How to Get Jobs for Teens in Healthcare Facilities

Growth Trends for Related Jobs

How to Get Jobs for Teens in Healthcare Facilities. The need to recruit more workers to the healthcare industry has prompted many state governments to spearhead initiatives directed at attracting teens and young people to related professions. Thus, there are more healthcare jobs for teens than ever before, and they aren't limited to menial tasks like cleaning, reception, filing and groundskeeping, either.

Volunteer to get your foot in the door. You might consider becoming a Candy Striper or working at specialized healthcare facilities like seniors' centers or youth hospitals. Spending some time as a volunteer before going after a paid job is an excellent way to improve your chances of getting hired.

Gain previous work experience in a field that will easily translate to a paying job in a capacity that will always be in demand. For example, if you get a part-time job as a receptionist in an office, you'll be better able to get a job as a receptionist at a hospital, doctor's office or continuing-care center. The same goes for all sorts of unskilled labor positions, including clerical work, maintenance, cleaning and groundskeeping.

PROBLEM TO SOLVE:
The article above on healthcare jobs for teens says that healthcare jobs for teens aren't limited to menial tasks. List every menial task it names as an example.

DATASET EXTRACT:
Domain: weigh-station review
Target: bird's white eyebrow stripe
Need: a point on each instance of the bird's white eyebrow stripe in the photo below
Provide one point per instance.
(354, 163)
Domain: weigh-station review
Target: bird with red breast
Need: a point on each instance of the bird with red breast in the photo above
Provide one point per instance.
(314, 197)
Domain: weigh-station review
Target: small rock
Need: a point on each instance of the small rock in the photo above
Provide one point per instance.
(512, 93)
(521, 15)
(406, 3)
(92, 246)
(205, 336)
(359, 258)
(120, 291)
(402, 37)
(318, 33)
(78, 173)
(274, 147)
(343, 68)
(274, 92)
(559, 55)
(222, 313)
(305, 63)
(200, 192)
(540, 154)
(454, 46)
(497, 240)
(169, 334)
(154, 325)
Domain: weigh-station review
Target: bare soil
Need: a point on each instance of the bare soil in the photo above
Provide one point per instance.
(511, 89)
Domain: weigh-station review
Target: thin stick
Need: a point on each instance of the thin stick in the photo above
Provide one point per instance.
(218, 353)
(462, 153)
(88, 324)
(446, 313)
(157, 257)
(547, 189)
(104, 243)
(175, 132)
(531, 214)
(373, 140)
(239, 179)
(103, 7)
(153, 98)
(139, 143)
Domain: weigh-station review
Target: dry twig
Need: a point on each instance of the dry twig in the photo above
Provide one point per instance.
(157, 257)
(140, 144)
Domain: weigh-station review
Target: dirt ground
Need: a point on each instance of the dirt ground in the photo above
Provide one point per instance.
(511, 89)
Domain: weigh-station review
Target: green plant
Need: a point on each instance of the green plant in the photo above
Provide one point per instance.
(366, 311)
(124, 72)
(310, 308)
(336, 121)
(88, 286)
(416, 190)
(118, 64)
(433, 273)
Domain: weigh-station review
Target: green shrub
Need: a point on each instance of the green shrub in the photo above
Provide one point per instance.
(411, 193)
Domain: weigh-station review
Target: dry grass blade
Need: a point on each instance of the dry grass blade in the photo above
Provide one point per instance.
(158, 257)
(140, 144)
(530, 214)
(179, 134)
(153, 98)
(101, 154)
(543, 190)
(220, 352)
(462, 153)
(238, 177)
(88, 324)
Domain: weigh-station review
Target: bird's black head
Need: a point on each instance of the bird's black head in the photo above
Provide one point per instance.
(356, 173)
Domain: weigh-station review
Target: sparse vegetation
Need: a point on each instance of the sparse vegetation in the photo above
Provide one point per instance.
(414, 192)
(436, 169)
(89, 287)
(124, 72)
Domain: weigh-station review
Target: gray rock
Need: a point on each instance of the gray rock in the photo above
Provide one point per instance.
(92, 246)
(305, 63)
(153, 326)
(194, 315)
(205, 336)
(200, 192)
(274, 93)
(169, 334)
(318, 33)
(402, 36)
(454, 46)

SOLUTION TO THE PROBLEM:
Cleaning, reception, filing, groundskeeping